WORK TASK A: List every country that the climate briefing names as a conflict-affected area.
WORK TASK B: In the climate briefing, rewrite the passage from "Children do not" up to and including "lives at risk.", changing "climate crisis" to "climate disaster".
EXCERPT TO READ START
Tom Slaymaker, who leads the Data, Analytics, and Innovation team for Water, Sanitation, Hygiene (WASH) and Climate, Environment, Energy and Disaster Risk Reduction (CEED) at UNICEF, spoke at a regular UN press briefing in Geneva on June 16, 2026, about the impact of climate change on children as revealed in the "Children's Climate Risk Report 2026."
"Imagine a situation where children have to swim across a fast-flowing, crocodile-infested river just to get to school."
This is the daily reality for 15-year-old Lorna and her classmates in Papua New Guinea. A flood destroyed the bridge connecting their homes to their school, leaving them with no safe way to cross. Still, they refuse to give up on their education, packing their textbooks and uniforms in buckets and swimming across the dangerous river. For these children, the impact of climate change is not an abstract concept but a life-threatening reality they face just to attend class.
According to a new analysis released by UNICEF today, nearly every child in the world is exposed to at least one climate hazard, such as floods, droughts, tropical cyclones, or extreme heat. Of particular concern globally is that many children face a situation of overlapping, multiple threats.
Data shows that nearly half of the world's children, or 1.1 billion, are exposed to at least three climate hazards. In some regions, children face up to six. This combination of multiple, overlapping, and compounding climate shocks is fundamentally altering children’s lives.
In Africa's Sahel region, for instance, millions of children are already simultaneously facing extreme heat, drought, and dust storms. In countries like Bangladesh, Myanmar, and Pakistan, children are exposed to more severe and a greater number of climate hazards than in almost any other part of the world. And in small island nations like Haiti and Vanuatu, a single storm can cripple entire social systems overnight.
This is not a warning about a potential future. It clarifies the reality we face now and shows how much worse the situation could become for children.
When climate hazards overlap, their impacts are amplified. For example, a drought can lead to hunger and malnutrition in children. If a flood follows, it can contaminate water sources and spread diseases like cholera. One climate crisis makes the next one even more dangerous.
Children do not always have time to recover from one crisis before the next one hits. The children in Papua New Guinea were adapting to one climate crisis by swimming to school. But what happens when the next climate crisis arrives, causing floods that raise the water level, quicken the current, and turn their dangerous commute deadly?
No country is immune to the impacts of climate risk. But imagine the children in conflict-affected areas like the Central African Republic, Chad, Haiti, or Sudan. With severely limited access to essential services like healthcare, nutrition, and water and sanitation, even a non-lethal flood or drought can put their lives at risk.
Today, 634 million children worldwide lack access to safe drinking water, and 1 billion live in environments without safe sanitation. Climate hazards exacerbate these already vulnerable situations, for example, by increasing the risk of diarrheal diseases, one of the leading causes of death for children under five.
EXCERPT TO READ END
PROVIDED INFORMATION START
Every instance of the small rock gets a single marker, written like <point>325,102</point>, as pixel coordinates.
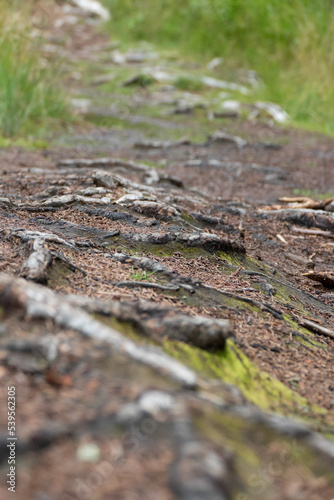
<point>89,452</point>
<point>274,110</point>
<point>103,179</point>
<point>93,7</point>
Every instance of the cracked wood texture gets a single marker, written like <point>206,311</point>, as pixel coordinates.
<point>166,318</point>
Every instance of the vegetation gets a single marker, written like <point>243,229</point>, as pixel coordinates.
<point>28,96</point>
<point>289,44</point>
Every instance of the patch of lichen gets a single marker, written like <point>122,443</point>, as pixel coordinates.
<point>233,367</point>
<point>259,451</point>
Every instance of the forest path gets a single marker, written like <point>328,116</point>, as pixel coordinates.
<point>178,339</point>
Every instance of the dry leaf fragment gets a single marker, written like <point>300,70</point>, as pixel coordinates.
<point>326,279</point>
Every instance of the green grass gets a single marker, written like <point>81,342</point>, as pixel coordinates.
<point>29,97</point>
<point>289,44</point>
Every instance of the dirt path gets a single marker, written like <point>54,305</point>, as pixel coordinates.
<point>166,321</point>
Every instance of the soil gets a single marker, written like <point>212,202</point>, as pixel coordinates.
<point>262,409</point>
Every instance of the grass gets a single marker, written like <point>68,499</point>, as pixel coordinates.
<point>29,97</point>
<point>289,44</point>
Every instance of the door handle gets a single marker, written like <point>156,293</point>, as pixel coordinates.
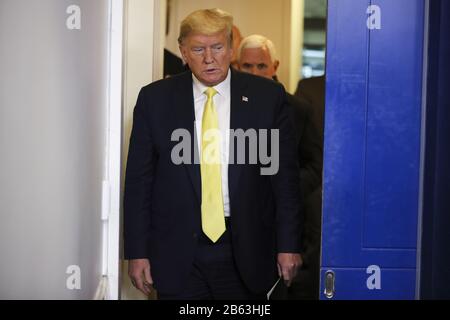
<point>329,284</point>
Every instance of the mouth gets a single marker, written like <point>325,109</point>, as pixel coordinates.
<point>211,71</point>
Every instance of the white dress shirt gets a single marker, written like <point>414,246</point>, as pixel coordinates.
<point>222,102</point>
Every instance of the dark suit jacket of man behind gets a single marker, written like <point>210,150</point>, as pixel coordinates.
<point>162,200</point>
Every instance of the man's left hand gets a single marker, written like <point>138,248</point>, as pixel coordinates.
<point>288,264</point>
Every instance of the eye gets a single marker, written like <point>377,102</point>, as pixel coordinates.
<point>262,66</point>
<point>197,50</point>
<point>217,48</point>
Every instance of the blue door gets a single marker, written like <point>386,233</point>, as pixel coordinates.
<point>372,155</point>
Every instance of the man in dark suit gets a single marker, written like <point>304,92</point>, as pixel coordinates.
<point>257,55</point>
<point>218,229</point>
<point>312,90</point>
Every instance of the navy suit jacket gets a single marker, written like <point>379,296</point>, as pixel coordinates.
<point>162,200</point>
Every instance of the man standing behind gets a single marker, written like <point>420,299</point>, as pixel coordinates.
<point>219,229</point>
<point>257,55</point>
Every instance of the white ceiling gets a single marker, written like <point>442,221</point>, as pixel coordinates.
<point>315,8</point>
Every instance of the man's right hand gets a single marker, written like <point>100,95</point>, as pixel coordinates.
<point>139,273</point>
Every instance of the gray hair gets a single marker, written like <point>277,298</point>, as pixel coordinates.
<point>256,41</point>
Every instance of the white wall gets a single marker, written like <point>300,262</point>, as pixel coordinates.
<point>271,18</point>
<point>53,115</point>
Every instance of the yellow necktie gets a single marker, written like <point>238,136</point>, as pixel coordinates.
<point>213,220</point>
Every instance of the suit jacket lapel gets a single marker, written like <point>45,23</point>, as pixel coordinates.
<point>185,114</point>
<point>238,116</point>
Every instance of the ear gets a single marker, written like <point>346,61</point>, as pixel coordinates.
<point>276,64</point>
<point>183,52</point>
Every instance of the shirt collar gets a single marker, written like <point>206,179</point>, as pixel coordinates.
<point>222,88</point>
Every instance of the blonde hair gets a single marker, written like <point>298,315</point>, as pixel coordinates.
<point>256,41</point>
<point>207,22</point>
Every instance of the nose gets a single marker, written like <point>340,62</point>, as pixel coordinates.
<point>208,57</point>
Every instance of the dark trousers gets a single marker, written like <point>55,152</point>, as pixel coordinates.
<point>214,275</point>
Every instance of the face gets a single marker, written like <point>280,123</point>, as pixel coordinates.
<point>257,61</point>
<point>208,57</point>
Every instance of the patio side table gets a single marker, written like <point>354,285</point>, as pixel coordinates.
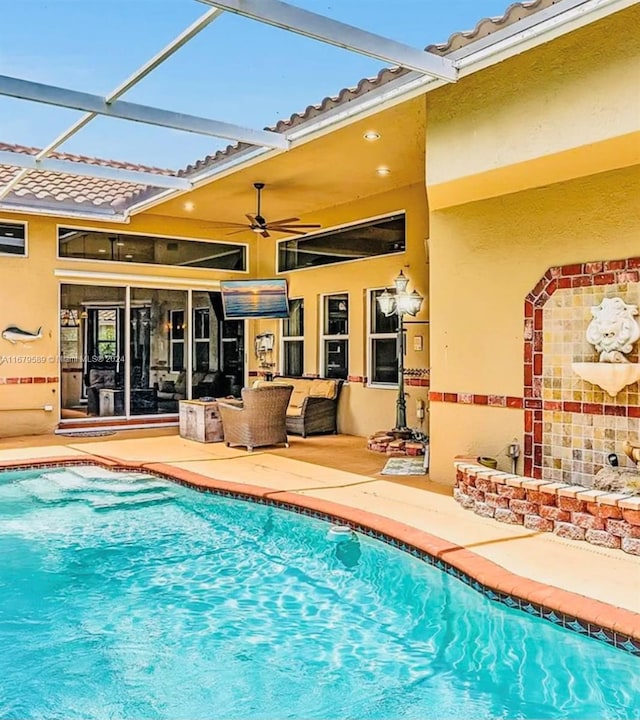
<point>200,421</point>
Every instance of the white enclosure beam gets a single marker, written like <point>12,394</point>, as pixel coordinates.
<point>166,52</point>
<point>319,27</point>
<point>62,97</point>
<point>30,162</point>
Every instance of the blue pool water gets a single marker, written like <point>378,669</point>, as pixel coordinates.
<point>126,596</point>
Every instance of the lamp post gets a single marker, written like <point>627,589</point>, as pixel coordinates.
<point>398,302</point>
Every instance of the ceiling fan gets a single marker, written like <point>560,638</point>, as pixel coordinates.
<point>260,225</point>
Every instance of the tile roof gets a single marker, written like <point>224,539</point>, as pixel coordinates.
<point>50,188</point>
<point>46,188</point>
<point>515,12</point>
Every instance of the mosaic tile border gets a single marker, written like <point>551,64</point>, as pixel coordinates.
<point>365,523</point>
<point>578,275</point>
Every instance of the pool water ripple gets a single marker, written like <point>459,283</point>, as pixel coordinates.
<point>130,597</point>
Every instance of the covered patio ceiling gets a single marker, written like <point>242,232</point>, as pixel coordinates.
<point>297,165</point>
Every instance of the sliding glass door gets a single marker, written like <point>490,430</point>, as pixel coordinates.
<point>139,351</point>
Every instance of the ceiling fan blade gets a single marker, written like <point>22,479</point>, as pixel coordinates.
<point>215,224</point>
<point>272,225</point>
<point>288,232</point>
<point>285,221</point>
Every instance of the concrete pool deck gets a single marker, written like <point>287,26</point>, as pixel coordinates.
<point>340,470</point>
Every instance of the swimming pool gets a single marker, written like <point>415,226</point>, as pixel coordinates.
<point>128,596</point>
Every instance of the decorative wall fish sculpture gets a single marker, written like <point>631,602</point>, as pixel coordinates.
<point>15,334</point>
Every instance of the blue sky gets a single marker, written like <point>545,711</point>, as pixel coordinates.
<point>237,70</point>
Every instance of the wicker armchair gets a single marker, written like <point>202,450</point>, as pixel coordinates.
<point>259,420</point>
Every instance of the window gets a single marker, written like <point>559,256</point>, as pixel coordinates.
<point>113,247</point>
<point>13,238</point>
<point>356,242</point>
<point>334,340</point>
<point>293,340</point>
<point>383,348</point>
<point>201,338</point>
<point>176,340</point>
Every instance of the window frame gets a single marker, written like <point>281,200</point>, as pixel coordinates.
<point>371,337</point>
<point>205,341</point>
<point>25,227</point>
<point>291,338</point>
<point>325,338</point>
<point>133,263</point>
<point>336,229</point>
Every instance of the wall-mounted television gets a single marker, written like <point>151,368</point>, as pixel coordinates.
<point>254,299</point>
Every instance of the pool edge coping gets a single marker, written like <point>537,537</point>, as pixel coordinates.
<point>603,621</point>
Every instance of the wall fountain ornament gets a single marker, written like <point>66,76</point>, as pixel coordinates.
<point>613,330</point>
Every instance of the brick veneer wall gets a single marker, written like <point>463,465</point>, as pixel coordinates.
<point>572,511</point>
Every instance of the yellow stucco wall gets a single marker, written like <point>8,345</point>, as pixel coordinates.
<point>33,288</point>
<point>564,109</point>
<point>363,410</point>
<point>30,298</point>
<point>485,257</point>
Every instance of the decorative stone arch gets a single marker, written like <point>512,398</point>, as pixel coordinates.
<point>580,275</point>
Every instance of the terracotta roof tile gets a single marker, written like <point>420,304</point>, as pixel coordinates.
<point>59,187</point>
<point>515,12</point>
<point>486,26</point>
<point>81,190</point>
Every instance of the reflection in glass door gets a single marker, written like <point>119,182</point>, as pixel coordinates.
<point>140,352</point>
<point>92,329</point>
<point>157,351</point>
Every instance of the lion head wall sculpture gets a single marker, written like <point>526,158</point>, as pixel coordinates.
<point>613,329</point>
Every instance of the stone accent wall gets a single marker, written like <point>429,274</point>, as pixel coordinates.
<point>575,445</point>
<point>561,440</point>
<point>572,511</point>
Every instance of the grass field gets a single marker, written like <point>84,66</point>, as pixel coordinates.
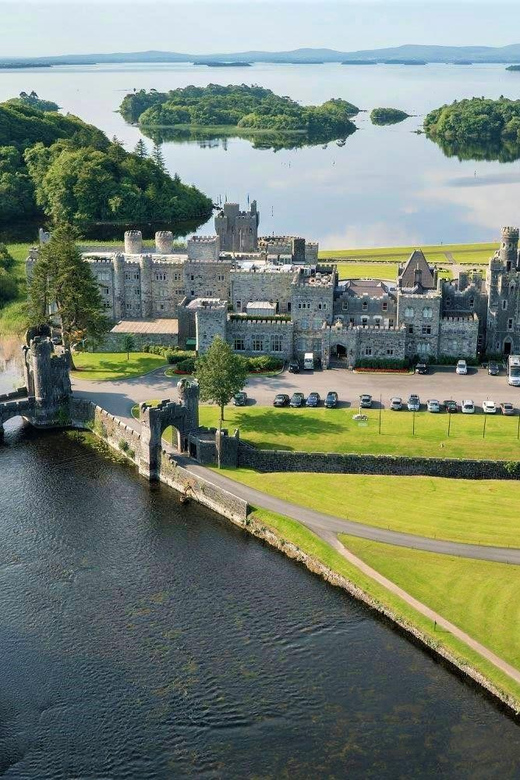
PROVIDED INFORMATION END
WRITTEN RESPONSE A: Central African Republic, Chad, Haiti, Sudan

WRITTEN RESPONSE B:
Children do not always have time to recover from one crisis before the next one hits. The children in Papua New Guinea were adapting to one climate disaster by swimming to school. But what happens when the next climate disaster arrives, causing floods that raise the water level, quicken the current, and turn their dangerous commute deadly?
No country is immune to the impacts of climate risk. But imagine the children in conflict-affected areas like the Central African Republic, Chad, Haiti, or Sudan. With severely limited access to essential services like healthcare, nutrition, and water and sanitation, even a non-lethal flood or drought can put their lives at risk.